## TASK GOAL
Could you pull out every item below and reproduce each one word for word?

>> START MATERIALS PROVIDED

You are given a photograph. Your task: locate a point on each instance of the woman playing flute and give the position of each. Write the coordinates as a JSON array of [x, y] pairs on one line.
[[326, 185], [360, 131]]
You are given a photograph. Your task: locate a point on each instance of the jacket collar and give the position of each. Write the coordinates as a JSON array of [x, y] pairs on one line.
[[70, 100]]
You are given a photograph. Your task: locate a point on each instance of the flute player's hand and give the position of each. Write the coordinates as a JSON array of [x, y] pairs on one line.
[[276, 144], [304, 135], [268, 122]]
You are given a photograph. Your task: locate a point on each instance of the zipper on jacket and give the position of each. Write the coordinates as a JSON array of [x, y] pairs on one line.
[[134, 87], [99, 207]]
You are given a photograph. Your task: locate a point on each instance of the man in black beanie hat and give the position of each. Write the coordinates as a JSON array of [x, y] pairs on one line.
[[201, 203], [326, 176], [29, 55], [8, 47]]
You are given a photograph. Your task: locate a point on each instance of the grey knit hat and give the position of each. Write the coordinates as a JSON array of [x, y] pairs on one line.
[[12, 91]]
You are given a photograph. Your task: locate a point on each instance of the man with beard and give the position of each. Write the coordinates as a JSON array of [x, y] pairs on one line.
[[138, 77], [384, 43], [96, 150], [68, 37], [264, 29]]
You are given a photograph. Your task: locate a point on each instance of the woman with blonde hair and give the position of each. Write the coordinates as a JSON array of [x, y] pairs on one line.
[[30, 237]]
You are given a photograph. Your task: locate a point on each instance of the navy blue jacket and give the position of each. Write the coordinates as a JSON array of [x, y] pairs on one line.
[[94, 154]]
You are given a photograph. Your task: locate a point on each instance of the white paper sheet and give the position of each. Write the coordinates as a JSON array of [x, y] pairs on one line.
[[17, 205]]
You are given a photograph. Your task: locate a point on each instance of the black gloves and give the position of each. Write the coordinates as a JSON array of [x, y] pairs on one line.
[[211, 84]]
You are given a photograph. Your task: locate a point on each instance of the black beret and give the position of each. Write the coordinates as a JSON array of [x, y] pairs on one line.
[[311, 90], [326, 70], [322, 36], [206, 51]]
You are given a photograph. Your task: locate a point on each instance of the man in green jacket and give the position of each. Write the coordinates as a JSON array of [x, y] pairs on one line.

>> END MATERIALS PROVIDED

## RESULT OF THIS TASK
You are given a photograph. Your task: locate a point on each instance of the woman playing flute and give the position of each. Write the coordinates as a JSON array of [x, y] pairs on one line.
[[326, 185], [360, 131]]
You are given a photograph. Your task: locate a point on each instance of the jacket collar and give the position of each. Write the coordinates as a JSON array of [x, y] pairs on one line.
[[70, 100]]
You are given a photograph. Your task: locate a point on each instance of the flute player's hand and give the position of each. Write the coordinates as a JSON array of [x, y] pairs on one line.
[[276, 144], [304, 135], [268, 122]]
You are given a photograph. Your task: locate a point on each instance of the zipper on jacket and give the position of each. Write the coordinates as a JSON array of [x, y] pairs on one line.
[[134, 87], [99, 207]]
You are given a photograph. Your task: locate a point on each instance of the man in black beanie hat and give the position of each. Write the coordinates as a JSON array of [x, y] pairs on one line.
[[201, 203], [326, 176], [29, 55], [8, 47]]
You are given a photograph. Your task: locate a point on each instance of the grey knit hat and give the position of each. Write the coordinates as a JSON array of [x, y] pairs on one line.
[[12, 91]]
You are given a photograph. Your task: locate a point on each instance of the man with beard and give the position of each. Write the coordinates as a JSON array of [x, y] pairs on one line.
[[138, 77], [384, 43], [96, 150], [68, 37], [264, 29]]
You are given a photograph. Your task: locate a point on each instance of the woman with blonde hair and give the position of each. Write the coordinates as a JSON array of [x, y] pairs on one line.
[[30, 237]]
You are given a photograph. Your task: locate a point on each instance of the navy blue jacket and give the position of each. Write the coordinates as a JSON array of [x, y] pairs on one line.
[[94, 154]]
You are given a photograph. Your task: locate a point on each instance of the white paper sheet and give the position of each. Write the coordinates as a JSON array of [x, y] pairs on one line.
[[17, 205]]
You are given a photograph. Your task: locate a point on each instance of the black gloves and give the position of each. Write the coordinates as a JSON array of [x, y] pairs on one line.
[[211, 84]]
You are given a photograph. Your task: locate a point on each instance of the black beret and give the position of each. Write the coordinates as a JSON array of [x, y] pairs on one line.
[[311, 90], [326, 70], [322, 36], [206, 51]]
You are given a photograph. Your task: locate a point on each instance of the man in green jacket and give the position of each. Write the coordinates as a JSON array of [x, y] pairs on one line.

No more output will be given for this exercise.